Given exercise:
Extract the stretch of lines that starts at the line with "Identify a point for each instance of the finger" and ends at the last line of the data below. Give it exactly, without pictures.

[Coordinate annotation entries]
########################################
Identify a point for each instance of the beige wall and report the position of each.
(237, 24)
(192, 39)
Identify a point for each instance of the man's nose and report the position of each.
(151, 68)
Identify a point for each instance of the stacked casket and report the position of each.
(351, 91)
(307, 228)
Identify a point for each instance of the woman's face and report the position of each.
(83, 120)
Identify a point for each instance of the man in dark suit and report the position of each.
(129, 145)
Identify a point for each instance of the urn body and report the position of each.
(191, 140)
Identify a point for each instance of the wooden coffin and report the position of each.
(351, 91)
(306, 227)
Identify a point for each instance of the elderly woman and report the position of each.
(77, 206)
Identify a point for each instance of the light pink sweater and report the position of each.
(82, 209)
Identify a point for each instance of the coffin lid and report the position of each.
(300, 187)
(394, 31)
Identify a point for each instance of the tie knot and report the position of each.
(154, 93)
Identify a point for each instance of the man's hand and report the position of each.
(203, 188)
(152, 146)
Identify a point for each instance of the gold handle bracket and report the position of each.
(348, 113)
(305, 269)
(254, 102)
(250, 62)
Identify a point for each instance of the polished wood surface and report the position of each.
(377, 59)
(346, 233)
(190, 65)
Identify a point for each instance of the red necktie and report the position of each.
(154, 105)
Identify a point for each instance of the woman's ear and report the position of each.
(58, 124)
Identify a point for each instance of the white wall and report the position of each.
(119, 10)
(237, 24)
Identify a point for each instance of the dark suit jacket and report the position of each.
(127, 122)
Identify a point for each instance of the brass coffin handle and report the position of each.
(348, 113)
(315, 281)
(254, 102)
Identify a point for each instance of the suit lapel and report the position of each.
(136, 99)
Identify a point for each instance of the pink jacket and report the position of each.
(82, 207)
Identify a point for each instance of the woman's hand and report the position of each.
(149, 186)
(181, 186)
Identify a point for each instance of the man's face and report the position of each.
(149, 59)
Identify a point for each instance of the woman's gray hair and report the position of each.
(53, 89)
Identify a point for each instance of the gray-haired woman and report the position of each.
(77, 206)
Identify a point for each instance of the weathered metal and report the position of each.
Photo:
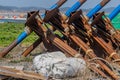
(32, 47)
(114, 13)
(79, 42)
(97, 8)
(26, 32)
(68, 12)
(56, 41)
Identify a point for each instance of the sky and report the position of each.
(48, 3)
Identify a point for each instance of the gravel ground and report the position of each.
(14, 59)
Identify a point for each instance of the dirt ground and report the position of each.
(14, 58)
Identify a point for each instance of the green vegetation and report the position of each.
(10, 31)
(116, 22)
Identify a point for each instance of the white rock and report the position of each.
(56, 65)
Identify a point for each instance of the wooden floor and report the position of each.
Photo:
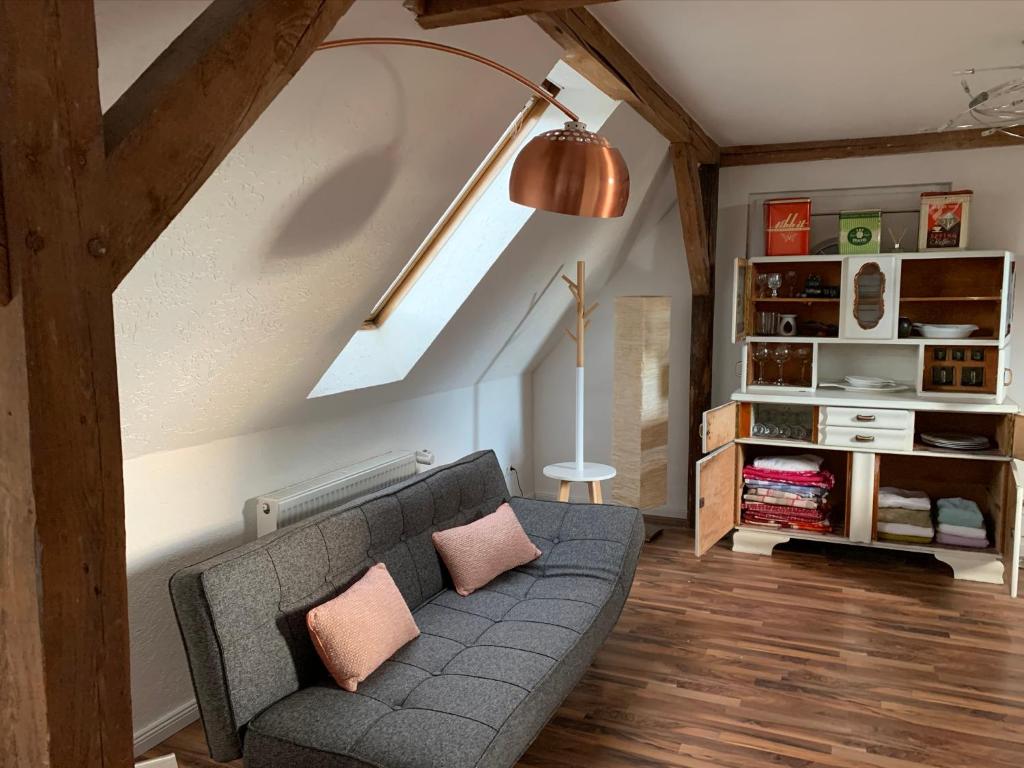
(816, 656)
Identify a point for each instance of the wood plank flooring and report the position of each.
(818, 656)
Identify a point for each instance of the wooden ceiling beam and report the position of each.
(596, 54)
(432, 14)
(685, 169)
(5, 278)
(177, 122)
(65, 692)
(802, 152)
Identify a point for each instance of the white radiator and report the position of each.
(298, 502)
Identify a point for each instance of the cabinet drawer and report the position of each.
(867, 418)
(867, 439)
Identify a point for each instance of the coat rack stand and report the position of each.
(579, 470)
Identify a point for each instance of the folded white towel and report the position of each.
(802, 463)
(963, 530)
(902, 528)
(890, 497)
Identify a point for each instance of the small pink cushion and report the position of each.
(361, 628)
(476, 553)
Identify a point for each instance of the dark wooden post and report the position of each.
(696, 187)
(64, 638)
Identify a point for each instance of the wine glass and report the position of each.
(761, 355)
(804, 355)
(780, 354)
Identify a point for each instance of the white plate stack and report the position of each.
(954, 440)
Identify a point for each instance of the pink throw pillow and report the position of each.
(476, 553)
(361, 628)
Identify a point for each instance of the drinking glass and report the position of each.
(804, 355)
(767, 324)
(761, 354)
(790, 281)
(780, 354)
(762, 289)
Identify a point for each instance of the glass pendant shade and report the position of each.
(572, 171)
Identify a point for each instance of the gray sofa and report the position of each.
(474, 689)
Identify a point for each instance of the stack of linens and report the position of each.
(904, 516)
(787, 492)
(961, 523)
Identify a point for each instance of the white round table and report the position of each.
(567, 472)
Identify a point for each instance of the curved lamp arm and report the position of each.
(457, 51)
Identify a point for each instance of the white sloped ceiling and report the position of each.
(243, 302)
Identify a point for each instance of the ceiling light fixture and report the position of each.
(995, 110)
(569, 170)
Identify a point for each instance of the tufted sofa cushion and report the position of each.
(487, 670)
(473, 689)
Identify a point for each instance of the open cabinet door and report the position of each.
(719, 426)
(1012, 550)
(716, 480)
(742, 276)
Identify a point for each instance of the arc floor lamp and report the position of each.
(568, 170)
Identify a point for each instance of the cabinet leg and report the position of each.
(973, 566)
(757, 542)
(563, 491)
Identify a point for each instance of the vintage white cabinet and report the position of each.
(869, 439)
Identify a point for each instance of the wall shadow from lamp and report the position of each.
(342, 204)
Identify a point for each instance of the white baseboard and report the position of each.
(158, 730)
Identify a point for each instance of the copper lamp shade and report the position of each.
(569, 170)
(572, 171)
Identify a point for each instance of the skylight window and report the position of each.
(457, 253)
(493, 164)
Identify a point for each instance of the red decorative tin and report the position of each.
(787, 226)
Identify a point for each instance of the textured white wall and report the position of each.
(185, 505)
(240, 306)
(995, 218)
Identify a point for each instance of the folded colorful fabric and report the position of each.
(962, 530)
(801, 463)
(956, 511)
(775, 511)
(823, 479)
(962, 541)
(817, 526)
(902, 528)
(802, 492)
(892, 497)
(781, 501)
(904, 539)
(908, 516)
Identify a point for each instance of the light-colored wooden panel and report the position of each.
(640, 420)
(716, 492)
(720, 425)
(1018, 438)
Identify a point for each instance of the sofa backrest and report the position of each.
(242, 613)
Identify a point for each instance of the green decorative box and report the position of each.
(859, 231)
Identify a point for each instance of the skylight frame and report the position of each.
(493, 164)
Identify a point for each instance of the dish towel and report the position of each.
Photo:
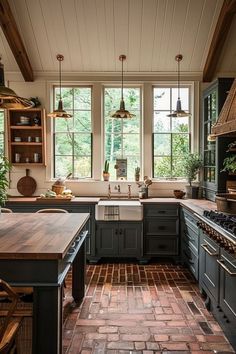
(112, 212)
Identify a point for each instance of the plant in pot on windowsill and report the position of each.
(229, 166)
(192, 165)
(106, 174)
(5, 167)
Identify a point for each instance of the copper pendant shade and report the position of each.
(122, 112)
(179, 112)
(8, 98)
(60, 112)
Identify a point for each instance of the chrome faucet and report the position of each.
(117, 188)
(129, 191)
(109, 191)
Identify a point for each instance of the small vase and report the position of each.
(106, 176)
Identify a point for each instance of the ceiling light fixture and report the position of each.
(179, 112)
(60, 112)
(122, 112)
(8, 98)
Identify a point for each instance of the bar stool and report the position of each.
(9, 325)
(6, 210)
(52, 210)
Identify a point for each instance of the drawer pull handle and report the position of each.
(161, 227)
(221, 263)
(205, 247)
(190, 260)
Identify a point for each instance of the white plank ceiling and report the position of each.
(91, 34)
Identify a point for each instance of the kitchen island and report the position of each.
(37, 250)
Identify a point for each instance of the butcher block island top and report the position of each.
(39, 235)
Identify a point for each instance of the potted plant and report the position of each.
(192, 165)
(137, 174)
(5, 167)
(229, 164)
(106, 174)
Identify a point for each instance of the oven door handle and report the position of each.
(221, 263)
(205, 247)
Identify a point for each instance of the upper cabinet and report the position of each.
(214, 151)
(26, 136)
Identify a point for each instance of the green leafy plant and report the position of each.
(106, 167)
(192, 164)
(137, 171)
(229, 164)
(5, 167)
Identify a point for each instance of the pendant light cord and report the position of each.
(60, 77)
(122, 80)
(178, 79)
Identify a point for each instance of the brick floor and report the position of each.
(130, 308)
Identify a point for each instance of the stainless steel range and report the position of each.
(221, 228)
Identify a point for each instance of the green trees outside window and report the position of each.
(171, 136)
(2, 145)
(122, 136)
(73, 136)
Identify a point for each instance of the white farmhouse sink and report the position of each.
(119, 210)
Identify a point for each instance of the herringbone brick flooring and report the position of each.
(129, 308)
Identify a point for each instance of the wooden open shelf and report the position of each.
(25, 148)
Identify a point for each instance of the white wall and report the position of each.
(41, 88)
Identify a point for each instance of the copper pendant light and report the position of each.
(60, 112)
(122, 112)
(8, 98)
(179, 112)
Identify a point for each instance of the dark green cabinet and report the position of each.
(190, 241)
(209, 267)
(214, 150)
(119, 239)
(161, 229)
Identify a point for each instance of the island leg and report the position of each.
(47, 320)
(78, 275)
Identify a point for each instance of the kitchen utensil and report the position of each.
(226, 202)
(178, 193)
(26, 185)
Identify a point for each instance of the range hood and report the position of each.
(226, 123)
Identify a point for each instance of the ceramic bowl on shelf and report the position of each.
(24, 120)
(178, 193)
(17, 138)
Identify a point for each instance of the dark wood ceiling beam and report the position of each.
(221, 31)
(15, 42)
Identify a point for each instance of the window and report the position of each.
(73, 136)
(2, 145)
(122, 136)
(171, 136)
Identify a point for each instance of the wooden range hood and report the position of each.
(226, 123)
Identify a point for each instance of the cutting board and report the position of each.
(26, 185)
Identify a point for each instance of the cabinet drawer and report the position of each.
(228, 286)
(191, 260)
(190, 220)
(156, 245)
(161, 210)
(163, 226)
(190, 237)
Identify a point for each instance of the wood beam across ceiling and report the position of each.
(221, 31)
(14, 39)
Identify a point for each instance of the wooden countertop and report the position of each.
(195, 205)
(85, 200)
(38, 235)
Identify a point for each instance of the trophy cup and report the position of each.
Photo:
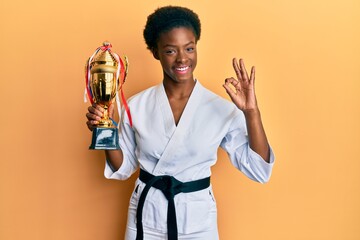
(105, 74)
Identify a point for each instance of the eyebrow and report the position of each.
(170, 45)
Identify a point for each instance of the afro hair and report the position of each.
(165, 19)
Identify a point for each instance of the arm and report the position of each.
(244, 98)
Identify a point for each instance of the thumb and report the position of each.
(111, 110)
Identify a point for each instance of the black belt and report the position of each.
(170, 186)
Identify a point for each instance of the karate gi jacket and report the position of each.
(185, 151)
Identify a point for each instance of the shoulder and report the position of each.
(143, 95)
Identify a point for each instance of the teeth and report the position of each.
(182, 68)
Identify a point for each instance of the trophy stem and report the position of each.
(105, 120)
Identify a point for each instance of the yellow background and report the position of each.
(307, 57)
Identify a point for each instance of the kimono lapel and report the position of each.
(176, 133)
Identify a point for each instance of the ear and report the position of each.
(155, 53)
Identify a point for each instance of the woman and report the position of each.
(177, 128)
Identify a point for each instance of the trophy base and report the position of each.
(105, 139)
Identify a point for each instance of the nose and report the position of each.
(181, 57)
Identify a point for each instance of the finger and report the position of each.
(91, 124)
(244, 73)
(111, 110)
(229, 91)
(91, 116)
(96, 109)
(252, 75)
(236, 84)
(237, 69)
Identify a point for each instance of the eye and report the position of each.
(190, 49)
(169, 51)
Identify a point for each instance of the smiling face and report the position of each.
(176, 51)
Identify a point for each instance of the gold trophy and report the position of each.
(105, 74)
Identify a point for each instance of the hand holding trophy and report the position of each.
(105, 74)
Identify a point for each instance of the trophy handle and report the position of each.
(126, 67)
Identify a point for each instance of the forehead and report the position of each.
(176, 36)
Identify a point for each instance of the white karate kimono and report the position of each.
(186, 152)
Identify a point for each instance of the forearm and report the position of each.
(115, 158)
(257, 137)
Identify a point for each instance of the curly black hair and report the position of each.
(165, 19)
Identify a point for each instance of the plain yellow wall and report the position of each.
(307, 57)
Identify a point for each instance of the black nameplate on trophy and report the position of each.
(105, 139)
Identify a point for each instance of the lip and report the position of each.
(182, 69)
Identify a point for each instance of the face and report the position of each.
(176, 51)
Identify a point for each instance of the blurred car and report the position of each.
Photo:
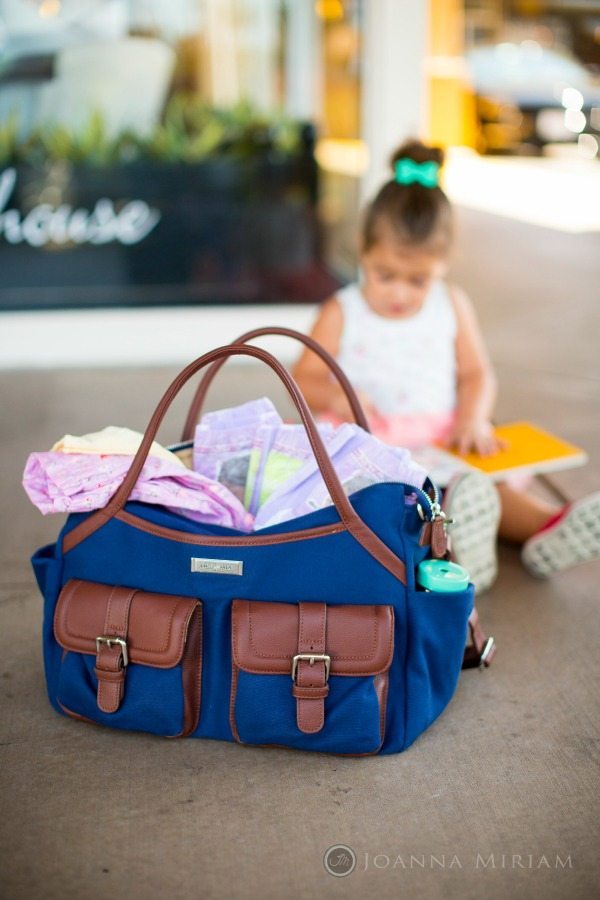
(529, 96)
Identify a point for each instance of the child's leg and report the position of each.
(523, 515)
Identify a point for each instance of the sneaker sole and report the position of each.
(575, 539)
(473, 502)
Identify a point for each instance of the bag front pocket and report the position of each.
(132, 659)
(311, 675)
########################################
Complete output:
Identify a point for each instance of the finger and report the position of each.
(91, 124)
(244, 73)
(111, 110)
(229, 91)
(91, 116)
(96, 109)
(252, 75)
(236, 84)
(237, 69)
Identify a point for each instance of the eye and report the position of each.
(190, 49)
(169, 51)
Identify a point for each instance of the smiling face and report the position of each.
(176, 51)
Identify a point for each instance of the gold trophy and report the position of each.
(105, 74)
Identify a point for each instance of the hand holding trophy and report the position of each.
(105, 74)
Identify a point for each instance of the trophy handle and report the position of each.
(126, 67)
Identify a point for each instance of the forehead and report the position of each.
(176, 36)
Identify a point for each instance of the white karate kimono and report the position of each.
(186, 152)
Identify a point for each instance of the forearm and report the position of each.
(115, 158)
(257, 137)
Identify a point for each instance of the curly black hair and report the position of each.
(165, 19)
Identify a point for each instance of the plain yellow wall and report the position of each.
(307, 57)
Identify a point for each instance of the black nameplate on trophy and report the position of each.
(105, 139)
Identify a point for each instance of the lip and report the position of each.
(182, 69)
Identify a point for each instance of the face and report the position of each.
(176, 51)
Identify a point for each instance of the blurred car and report the position of each.
Photo:
(529, 96)
Identify a point for each instance of the child's leg and report the position of each.
(523, 515)
Identify a point for each instance of the sneaker sole and report the position of each.
(575, 539)
(473, 502)
Identify a point for each instance of the bag front pocket and report the position of each.
(132, 659)
(311, 675)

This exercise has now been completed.